→ **Exercise tasks**
• a. Copy the reading passage below word for word, starting with "The quartet plied" and going on through "planning and sleep.".
• b. Answer these questions using the reading passage below:
(i) In what year does the opening scene take place?
(ii) To whose apartment did the characters retreat to discuss plans?
(iii) What did Tycho use to identify the specific building?

2nd City

If That Railroad Train Was Mine


On a warm summer day in 2004, four young people sat around an apartment in Evanston, pouring over a series of old documents, each one with a few of the pages. The pages had post-its on them to indicate what order they’d come out of the folder in, but given that sentences were cut off at the end of pages without getting picked up on the next, it seemed that pages were missing, and it was possible it didn’t matter what order the pages were in anyway. They took notes in composition notebooks, sharing what they discovered, trying to work out the underlying principles. At one point, the girl with pink hair looked up and read out loud:
“Through pyramidal geometry, Egyptian priests assimilated the essence of the gods into the resonance, directing destiny itself.” She looked up at the others. “What the fuck does that even mean?”
A few nights later, Ethan stared at Simon Ellsworth’s reflection in the window of a Blue Line train as it hurtled towards O’Hare. “Listen…” the image said, its voice created by the sound of the passing wind and the rattling of the trains on the rails. “You understand now, don’t you?” Ellsworth told them that he had ‘called them,’ and that they had come. He told them that Burgess, who he admitted to having killed years before, was still around, and had killed him. Not out of vengeance, but to stop him from mucking up Burgess’ plans. “He treats people like property… hollows them out… wears them like clothes.” He then explained that to stop Burgess, they’d have to enter his house (“The hideous monstrosity of his in Gold Coast”) locate his casket or urn, and deface the images on it.
The quartet plied him for as much info as they could get out of him, but soon the train passed out of his area of influence and he was gone. The characters retreated to Elsa’s Logan Sq. apartment to discuss plans. They had the approximate location of the house, so they decided to go by it and scope it out. They did so, and Tycho identified the specific building by his pocket watch, which reactivated near the home.
The four returned to Evanston for further planning and sleep.

→ **Entries provided**

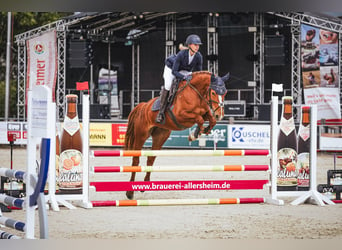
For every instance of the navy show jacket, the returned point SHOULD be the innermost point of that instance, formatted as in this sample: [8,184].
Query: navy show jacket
[181,62]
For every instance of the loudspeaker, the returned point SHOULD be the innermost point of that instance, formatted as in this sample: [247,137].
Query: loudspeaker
[77,54]
[274,50]
[265,112]
[96,111]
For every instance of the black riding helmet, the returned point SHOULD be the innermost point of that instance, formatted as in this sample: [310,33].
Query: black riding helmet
[193,39]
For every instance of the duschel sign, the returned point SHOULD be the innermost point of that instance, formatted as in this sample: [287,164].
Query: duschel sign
[249,136]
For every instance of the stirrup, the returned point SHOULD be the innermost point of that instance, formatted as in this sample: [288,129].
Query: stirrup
[160,118]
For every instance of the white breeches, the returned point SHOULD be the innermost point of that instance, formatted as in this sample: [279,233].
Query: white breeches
[168,76]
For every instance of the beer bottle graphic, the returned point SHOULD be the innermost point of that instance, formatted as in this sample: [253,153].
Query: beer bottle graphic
[303,161]
[70,159]
[287,149]
[58,151]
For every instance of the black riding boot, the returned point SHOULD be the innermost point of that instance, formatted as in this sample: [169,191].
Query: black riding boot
[163,102]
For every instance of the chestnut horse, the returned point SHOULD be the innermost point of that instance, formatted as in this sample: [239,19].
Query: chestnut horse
[196,101]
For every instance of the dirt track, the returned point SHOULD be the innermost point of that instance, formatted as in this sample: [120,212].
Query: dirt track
[244,221]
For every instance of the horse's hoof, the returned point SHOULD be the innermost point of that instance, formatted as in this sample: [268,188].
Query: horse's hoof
[130,195]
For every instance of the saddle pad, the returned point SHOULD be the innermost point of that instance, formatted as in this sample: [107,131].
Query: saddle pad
[156,105]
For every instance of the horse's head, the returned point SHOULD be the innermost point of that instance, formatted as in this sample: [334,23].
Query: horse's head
[217,92]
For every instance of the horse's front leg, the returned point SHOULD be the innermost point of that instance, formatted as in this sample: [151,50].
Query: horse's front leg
[199,129]
[212,122]
[135,162]
[150,161]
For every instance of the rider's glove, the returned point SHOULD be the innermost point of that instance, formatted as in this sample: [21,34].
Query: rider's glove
[187,77]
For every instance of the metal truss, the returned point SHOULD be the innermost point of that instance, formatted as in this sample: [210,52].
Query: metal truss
[170,35]
[296,89]
[135,74]
[21,98]
[340,63]
[61,77]
[259,64]
[212,42]
[310,19]
[60,27]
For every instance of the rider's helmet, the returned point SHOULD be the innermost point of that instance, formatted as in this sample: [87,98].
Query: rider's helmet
[193,39]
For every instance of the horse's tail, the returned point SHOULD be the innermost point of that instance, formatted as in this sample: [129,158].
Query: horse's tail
[129,137]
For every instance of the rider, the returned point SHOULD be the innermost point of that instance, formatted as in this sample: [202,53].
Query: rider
[180,67]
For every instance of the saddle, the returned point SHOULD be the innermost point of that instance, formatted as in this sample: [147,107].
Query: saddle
[170,99]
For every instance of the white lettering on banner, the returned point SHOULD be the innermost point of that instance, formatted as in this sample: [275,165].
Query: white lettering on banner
[42,61]
[40,72]
[249,136]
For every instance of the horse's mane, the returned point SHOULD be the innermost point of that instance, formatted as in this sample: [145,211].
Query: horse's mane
[201,72]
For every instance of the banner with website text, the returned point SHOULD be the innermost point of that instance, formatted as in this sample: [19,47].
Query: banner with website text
[42,61]
[320,70]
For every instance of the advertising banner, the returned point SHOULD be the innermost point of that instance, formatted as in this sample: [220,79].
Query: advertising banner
[42,61]
[320,58]
[249,136]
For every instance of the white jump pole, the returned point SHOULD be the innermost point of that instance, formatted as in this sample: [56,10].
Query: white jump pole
[273,198]
[313,195]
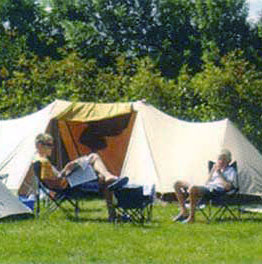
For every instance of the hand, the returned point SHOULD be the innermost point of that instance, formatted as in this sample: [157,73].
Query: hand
[69,166]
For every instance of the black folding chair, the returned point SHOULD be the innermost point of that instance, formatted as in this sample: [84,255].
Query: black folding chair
[131,204]
[220,206]
[58,196]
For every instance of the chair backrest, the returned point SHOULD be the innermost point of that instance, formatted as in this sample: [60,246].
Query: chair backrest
[41,184]
[233,164]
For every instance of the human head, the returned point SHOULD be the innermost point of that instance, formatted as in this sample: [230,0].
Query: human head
[226,155]
[44,143]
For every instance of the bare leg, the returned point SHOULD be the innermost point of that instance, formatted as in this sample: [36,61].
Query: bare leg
[195,193]
[179,186]
[104,176]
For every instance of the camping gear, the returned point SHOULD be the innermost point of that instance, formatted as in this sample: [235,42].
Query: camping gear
[131,203]
[134,140]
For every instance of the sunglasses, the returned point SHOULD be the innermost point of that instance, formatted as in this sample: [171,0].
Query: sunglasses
[48,144]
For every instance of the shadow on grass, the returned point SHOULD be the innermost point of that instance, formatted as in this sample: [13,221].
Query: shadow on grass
[15,218]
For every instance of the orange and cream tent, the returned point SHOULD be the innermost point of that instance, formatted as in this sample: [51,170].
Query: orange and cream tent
[134,139]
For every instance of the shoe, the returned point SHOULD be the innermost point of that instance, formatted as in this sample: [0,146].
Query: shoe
[179,218]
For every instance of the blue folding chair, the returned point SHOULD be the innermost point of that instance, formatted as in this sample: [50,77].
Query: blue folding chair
[58,196]
[131,204]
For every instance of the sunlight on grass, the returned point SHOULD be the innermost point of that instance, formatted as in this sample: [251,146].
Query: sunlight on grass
[91,239]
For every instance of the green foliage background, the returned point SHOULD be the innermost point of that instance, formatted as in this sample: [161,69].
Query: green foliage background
[197,60]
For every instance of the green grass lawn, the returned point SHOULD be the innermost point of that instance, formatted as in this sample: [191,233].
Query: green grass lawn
[91,239]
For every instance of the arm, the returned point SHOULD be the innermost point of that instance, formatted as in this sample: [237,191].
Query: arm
[227,184]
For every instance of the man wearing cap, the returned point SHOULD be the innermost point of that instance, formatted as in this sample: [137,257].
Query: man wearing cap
[220,180]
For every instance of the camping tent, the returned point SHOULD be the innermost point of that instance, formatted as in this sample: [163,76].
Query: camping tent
[134,140]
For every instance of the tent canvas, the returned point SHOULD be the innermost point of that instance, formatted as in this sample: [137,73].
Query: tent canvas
[134,140]
[164,149]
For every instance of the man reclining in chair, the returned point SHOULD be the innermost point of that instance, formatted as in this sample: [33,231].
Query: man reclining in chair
[220,180]
[55,179]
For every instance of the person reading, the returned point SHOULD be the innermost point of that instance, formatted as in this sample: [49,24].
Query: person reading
[221,179]
[58,179]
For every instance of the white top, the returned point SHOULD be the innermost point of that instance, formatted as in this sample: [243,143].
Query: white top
[229,174]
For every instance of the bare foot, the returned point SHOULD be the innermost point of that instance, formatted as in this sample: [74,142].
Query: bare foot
[180,217]
[189,220]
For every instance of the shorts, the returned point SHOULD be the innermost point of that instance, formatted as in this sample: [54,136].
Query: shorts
[212,192]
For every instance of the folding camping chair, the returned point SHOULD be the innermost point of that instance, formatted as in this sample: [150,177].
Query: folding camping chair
[217,207]
[131,204]
[57,196]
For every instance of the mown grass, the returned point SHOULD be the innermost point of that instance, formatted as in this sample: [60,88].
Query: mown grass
[91,239]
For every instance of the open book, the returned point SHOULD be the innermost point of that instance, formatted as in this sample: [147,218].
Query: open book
[81,173]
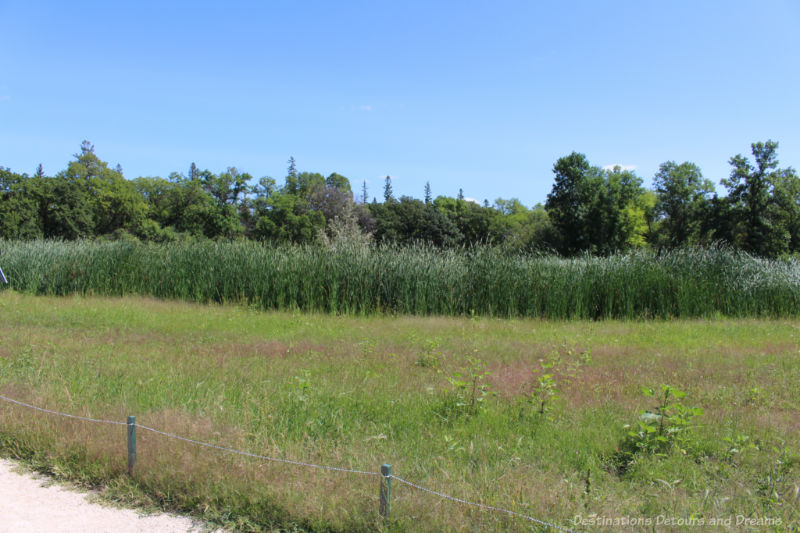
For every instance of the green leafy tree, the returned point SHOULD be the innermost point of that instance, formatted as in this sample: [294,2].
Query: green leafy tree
[682,203]
[754,204]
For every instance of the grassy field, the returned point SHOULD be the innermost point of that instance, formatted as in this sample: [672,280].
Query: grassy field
[362,280]
[529,415]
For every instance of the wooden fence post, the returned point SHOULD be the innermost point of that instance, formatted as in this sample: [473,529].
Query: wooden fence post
[386,489]
[131,444]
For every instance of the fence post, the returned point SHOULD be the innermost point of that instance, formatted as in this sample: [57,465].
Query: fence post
[386,489]
[131,444]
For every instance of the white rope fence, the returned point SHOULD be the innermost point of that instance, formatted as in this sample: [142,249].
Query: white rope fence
[291,462]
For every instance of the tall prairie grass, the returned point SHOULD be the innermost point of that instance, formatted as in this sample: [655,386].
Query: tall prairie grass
[698,282]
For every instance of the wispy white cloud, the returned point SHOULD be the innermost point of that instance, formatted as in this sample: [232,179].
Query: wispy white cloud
[621,166]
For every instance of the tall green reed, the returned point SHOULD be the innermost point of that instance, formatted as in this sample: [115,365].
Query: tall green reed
[421,280]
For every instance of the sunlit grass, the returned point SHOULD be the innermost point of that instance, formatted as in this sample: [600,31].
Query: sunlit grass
[361,391]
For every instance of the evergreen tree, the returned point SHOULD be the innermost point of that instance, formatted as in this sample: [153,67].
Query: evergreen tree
[387,190]
[292,180]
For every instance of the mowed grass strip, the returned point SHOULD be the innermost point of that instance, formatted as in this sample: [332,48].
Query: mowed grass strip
[417,280]
[357,392]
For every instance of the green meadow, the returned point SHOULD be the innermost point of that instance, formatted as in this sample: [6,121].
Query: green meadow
[547,418]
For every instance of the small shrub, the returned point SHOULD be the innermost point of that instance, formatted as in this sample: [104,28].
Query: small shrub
[658,431]
[467,390]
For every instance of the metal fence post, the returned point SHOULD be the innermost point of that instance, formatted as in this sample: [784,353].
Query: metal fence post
[386,489]
[131,444]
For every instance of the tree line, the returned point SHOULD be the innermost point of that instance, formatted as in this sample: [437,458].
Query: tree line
[589,209]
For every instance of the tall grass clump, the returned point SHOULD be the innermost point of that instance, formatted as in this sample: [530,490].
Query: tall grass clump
[360,279]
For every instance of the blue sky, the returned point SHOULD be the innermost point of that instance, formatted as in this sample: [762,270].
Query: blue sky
[483,96]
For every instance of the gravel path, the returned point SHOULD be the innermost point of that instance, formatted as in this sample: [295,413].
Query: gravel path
[29,503]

→ **Solutions**
• a.
The quartet plied him for as much info as they could get out of him, but soon the train passed out of his area of influence and he was gone. The characters retreated to Elsa’s Logan Sq. apartment to discuss plans. They had the approximate location of the house, so they decided to go by it and scope it out. They did so, and Tycho identified the specific building by his pocket watch, which reactivated near the home.
The four returned to Evanston for further planning and sleep.

• b.
(i) 2004
(ii) Elsa's apartment in Logan Sq.
(iii) His pocket watch, which reactivated near the home